Input data:
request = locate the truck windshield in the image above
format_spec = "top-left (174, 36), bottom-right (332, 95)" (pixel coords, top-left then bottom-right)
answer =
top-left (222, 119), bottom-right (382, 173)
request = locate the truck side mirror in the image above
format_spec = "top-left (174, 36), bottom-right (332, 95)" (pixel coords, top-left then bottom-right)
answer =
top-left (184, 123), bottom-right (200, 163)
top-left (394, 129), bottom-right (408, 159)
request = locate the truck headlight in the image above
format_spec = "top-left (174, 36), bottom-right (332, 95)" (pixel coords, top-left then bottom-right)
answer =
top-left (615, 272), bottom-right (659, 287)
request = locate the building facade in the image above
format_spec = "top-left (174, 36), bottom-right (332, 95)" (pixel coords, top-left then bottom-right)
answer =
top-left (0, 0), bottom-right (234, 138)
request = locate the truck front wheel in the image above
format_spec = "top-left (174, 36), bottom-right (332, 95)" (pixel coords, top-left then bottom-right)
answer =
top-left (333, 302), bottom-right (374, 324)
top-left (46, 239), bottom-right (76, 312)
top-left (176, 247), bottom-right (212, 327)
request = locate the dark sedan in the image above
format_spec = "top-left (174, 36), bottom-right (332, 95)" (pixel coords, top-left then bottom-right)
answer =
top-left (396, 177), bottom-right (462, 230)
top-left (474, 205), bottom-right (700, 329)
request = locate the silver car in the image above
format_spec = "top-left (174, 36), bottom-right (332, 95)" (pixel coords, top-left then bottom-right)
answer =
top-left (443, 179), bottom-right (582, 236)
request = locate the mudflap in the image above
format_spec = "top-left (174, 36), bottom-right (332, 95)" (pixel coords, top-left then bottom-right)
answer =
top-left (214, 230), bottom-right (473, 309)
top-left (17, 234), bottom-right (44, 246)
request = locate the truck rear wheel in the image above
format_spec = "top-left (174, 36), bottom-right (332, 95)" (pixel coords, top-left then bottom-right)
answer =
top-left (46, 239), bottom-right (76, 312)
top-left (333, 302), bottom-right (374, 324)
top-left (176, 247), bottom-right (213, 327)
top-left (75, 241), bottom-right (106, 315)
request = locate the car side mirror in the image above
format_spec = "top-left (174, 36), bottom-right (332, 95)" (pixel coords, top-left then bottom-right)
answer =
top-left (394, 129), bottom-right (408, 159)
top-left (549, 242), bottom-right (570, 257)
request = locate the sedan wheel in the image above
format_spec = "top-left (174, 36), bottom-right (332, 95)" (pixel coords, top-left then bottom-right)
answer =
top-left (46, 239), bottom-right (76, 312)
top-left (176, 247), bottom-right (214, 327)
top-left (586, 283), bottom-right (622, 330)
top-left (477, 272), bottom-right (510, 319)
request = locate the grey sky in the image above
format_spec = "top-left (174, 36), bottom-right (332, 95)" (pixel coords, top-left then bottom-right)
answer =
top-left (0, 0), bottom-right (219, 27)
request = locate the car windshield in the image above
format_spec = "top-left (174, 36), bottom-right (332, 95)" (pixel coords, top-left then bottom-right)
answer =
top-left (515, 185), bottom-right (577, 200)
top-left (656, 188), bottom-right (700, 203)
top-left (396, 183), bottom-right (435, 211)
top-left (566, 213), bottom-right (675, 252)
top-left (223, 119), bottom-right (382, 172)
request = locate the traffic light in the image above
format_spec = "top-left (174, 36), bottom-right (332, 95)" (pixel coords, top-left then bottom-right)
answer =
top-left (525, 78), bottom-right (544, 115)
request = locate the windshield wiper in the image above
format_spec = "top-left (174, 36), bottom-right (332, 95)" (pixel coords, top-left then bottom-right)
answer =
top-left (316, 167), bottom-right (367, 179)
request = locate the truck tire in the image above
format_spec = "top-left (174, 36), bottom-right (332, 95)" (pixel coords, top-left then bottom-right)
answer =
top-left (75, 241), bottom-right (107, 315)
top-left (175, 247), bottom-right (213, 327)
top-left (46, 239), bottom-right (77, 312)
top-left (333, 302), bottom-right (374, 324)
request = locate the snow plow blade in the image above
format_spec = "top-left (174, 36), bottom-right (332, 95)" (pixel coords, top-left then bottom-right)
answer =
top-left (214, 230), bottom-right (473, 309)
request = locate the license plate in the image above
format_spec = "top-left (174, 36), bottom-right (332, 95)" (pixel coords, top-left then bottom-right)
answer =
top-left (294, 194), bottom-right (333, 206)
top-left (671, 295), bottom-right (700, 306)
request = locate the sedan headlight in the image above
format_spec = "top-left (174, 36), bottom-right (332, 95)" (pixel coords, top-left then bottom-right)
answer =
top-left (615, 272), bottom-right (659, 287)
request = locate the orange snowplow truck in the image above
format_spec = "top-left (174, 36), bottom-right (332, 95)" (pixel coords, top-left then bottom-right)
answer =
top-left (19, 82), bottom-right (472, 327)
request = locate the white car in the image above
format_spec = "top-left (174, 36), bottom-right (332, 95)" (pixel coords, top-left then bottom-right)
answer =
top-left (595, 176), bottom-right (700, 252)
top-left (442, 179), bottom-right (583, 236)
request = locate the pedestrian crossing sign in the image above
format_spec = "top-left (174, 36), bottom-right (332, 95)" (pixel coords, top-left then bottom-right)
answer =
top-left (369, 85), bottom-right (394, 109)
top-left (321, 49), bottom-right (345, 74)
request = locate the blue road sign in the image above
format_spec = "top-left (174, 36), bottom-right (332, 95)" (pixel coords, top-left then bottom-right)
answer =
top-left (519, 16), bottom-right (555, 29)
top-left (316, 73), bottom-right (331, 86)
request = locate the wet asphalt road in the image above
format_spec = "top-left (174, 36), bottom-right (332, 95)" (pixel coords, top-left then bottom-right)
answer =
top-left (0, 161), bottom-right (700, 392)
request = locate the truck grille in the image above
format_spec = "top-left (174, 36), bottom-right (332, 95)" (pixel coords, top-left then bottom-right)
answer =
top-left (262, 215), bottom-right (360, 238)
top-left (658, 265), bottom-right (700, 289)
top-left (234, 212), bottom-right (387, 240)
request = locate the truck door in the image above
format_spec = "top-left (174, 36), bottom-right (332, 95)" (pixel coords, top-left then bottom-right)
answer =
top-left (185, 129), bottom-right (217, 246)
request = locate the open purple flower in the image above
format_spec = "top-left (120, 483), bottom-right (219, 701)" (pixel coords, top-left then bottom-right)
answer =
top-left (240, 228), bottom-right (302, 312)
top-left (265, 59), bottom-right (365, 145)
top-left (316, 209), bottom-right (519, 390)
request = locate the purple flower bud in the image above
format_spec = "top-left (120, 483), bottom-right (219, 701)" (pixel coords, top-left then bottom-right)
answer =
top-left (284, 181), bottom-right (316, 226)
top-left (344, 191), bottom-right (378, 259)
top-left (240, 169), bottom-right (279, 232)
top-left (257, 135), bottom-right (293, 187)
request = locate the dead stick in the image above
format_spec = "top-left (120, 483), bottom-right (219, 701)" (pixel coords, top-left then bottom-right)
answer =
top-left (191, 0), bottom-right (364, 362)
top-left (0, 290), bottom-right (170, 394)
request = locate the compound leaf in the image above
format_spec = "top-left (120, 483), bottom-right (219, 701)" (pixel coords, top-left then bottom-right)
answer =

Exercise: Starting at the line containing "request = locate the truck grille" and ending at the line containing "top-left (234, 212), bottom-right (387, 240)", reproduce only that portion of the listing, including the requests, and shift every pixel coordinate in the answers by -47.

Output for this task:
request = locate the truck grille in the image above
format_spec = "top-left (174, 36), bottom-right (332, 95)" (pixel coords, top-left then bottom-right)
answer =
top-left (215, 168), bottom-right (313, 191)
top-left (611, 218), bottom-right (653, 242)
top-left (187, 165), bottom-right (340, 193)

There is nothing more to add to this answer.